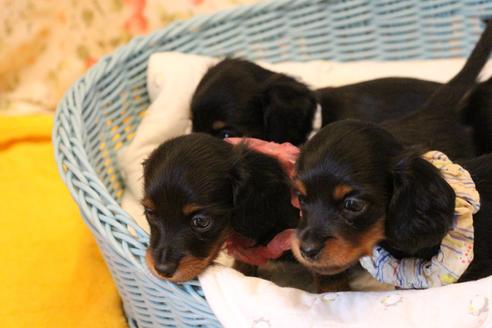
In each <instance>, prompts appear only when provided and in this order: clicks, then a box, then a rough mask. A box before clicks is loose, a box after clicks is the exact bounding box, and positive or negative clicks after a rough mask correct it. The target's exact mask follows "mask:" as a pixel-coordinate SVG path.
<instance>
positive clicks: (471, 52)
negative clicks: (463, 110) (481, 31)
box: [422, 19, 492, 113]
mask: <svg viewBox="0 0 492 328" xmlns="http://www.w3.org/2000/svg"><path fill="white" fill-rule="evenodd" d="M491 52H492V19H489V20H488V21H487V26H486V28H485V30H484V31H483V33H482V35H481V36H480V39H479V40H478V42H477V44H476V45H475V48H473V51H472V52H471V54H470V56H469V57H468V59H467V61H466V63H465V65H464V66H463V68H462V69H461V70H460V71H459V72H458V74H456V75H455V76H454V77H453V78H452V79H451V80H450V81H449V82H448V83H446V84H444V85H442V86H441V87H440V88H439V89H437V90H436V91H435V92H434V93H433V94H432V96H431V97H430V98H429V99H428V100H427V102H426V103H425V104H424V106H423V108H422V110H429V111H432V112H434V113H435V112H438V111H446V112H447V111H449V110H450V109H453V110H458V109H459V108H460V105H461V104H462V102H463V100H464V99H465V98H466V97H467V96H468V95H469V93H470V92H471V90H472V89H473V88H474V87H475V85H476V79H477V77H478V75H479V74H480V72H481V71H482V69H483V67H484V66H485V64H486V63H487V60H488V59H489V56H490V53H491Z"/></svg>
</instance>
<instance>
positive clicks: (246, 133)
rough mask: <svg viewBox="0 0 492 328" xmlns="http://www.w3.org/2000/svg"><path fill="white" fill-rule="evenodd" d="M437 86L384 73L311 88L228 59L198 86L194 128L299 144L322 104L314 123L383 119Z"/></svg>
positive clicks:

○ ○ ○ ○ ○ ○ ○

=== Written task ===
Go to the line in the listing above that has "</instance>" in it. Set down that line and each one after it, exactly.

=== Expected output ===
</instance>
<instance>
positive clicks: (246, 133)
rough mask: <svg viewBox="0 0 492 328" xmlns="http://www.w3.org/2000/svg"><path fill="white" fill-rule="evenodd" d="M437 86L384 73L311 88L228 59L198 86L194 128L299 144L322 104L314 123L383 119Z"/></svg>
positive clicks:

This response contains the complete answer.